* **Data provided**
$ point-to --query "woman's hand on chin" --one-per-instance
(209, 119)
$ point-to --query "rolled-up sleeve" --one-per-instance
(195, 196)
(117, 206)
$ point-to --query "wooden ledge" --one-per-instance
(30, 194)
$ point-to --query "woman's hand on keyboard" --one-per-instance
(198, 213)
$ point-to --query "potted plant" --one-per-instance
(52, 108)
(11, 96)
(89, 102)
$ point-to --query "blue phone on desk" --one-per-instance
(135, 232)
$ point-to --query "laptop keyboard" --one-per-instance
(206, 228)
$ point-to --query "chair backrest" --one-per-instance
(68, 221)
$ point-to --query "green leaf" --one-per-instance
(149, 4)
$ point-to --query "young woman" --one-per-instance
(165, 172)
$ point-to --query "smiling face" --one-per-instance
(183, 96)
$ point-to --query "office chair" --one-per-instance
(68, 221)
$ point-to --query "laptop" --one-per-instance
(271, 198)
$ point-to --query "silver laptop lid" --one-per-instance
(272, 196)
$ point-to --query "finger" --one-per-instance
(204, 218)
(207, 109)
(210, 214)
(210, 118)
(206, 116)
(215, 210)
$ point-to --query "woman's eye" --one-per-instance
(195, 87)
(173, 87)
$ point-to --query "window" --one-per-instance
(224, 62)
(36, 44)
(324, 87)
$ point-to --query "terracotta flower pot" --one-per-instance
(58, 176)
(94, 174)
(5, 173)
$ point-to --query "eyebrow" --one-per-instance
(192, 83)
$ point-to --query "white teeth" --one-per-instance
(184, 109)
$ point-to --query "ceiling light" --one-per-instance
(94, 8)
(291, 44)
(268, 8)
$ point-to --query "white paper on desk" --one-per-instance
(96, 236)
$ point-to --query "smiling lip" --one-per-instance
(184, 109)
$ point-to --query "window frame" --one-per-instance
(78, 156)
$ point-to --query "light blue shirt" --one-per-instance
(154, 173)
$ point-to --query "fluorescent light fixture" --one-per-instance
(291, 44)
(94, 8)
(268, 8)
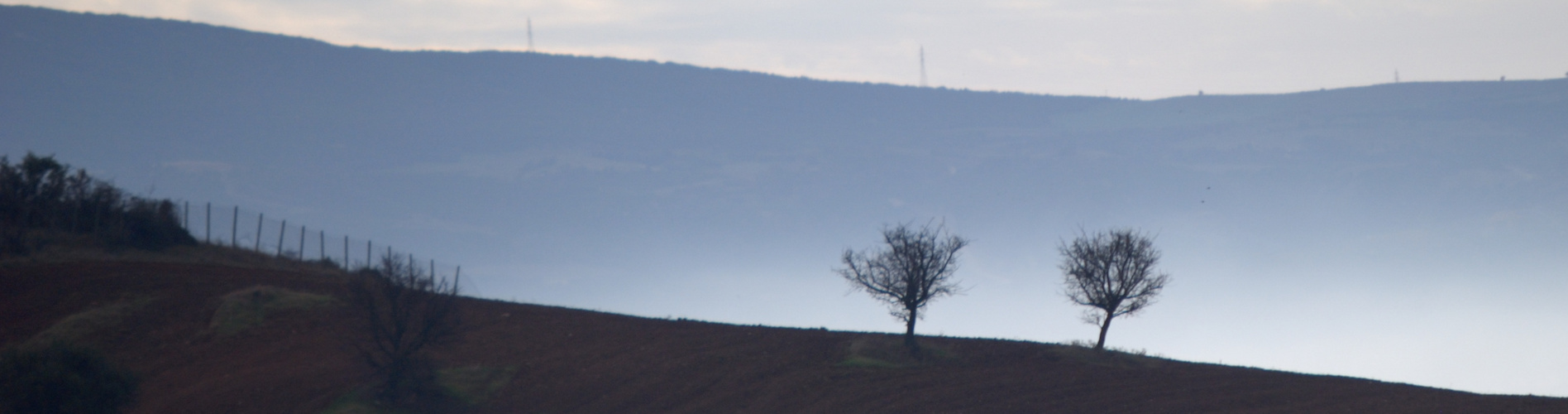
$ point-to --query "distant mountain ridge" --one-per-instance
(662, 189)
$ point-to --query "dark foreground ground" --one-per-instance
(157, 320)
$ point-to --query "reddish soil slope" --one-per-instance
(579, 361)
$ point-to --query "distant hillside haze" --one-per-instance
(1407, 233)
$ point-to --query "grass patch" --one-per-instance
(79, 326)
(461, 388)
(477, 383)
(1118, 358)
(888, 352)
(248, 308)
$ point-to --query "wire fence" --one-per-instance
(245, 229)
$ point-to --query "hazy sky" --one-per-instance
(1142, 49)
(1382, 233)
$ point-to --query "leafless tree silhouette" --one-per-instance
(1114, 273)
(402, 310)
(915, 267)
==
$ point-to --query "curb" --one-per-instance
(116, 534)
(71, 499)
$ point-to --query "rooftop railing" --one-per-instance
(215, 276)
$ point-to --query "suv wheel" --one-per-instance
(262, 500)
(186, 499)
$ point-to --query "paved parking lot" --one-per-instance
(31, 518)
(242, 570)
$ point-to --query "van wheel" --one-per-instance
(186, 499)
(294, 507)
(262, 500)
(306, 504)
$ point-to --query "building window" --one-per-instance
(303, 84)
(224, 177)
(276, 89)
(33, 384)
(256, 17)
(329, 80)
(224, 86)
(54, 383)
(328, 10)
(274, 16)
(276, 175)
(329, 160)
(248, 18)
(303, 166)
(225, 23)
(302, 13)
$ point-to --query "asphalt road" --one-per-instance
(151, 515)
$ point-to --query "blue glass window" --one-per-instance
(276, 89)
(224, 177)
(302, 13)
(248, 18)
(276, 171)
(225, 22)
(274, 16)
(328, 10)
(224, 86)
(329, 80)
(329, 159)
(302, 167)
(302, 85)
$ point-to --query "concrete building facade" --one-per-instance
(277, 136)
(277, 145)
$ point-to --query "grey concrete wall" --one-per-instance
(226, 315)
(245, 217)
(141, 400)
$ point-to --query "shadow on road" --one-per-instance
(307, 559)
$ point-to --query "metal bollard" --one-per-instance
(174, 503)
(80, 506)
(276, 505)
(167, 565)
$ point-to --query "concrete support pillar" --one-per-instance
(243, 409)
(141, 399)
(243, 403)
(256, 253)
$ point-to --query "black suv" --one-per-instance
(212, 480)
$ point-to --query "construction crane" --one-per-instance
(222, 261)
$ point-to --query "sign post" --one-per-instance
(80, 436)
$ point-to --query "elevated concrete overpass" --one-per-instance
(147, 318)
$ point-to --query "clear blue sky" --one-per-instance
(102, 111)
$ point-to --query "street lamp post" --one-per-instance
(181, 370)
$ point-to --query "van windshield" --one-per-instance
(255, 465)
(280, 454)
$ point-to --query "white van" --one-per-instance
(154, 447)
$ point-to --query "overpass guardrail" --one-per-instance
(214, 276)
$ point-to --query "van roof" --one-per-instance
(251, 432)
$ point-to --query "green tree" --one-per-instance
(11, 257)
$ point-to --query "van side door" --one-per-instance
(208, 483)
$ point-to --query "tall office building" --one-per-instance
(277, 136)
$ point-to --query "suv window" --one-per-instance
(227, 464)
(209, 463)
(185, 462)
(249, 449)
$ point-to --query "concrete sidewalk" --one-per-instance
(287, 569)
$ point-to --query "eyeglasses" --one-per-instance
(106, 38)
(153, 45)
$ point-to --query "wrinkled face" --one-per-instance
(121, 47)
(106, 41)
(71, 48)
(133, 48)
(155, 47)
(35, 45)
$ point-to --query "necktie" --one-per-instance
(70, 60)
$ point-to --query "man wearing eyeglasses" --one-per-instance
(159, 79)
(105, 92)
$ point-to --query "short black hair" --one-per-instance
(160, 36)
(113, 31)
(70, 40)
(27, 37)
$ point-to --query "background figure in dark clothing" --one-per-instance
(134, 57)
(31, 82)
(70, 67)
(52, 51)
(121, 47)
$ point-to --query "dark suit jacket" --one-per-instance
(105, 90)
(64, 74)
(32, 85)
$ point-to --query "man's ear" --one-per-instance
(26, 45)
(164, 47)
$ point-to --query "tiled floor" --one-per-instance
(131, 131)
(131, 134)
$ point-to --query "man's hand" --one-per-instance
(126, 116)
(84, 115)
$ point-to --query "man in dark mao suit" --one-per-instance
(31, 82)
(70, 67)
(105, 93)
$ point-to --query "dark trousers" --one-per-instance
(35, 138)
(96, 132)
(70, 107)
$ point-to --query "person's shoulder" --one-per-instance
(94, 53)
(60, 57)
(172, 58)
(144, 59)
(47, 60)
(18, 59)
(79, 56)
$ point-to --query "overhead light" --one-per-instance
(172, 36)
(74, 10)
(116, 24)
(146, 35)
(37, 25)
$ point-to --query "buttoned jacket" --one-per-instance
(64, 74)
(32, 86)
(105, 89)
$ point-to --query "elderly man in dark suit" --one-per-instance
--
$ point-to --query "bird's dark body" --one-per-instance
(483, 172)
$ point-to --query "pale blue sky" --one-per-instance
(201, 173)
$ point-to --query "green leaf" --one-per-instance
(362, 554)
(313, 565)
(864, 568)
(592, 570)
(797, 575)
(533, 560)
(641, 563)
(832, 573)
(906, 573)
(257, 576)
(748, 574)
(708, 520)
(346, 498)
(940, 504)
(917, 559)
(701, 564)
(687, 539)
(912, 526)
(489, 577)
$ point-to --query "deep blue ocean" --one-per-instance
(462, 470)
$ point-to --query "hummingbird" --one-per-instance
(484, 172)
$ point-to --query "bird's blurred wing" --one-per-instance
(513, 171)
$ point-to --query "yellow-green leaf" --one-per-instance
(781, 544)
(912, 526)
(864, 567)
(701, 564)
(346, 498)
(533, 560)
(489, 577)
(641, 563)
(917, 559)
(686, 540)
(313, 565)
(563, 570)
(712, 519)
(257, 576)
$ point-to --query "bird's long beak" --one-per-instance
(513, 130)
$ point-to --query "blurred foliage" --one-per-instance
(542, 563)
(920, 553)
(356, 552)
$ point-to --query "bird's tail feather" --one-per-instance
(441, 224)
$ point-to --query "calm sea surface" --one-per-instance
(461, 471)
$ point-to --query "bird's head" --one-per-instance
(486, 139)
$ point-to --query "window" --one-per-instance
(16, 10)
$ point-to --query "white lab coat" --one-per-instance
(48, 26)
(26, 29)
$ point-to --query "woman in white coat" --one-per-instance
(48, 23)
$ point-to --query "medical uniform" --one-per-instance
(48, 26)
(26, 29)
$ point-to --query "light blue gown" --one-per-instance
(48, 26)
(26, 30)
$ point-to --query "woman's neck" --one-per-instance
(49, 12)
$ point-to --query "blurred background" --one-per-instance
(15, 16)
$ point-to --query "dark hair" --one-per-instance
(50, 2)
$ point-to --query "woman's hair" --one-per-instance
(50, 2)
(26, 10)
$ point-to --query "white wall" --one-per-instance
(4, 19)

* **What is asked**
Which lines in the entries above contain the string "post", with capitalization matching? Copy out each of those lines.

* **Written response**
$ point-to --query "sign post" --one-per-instance
$ point-to --query "street lamp post" --one-per-instance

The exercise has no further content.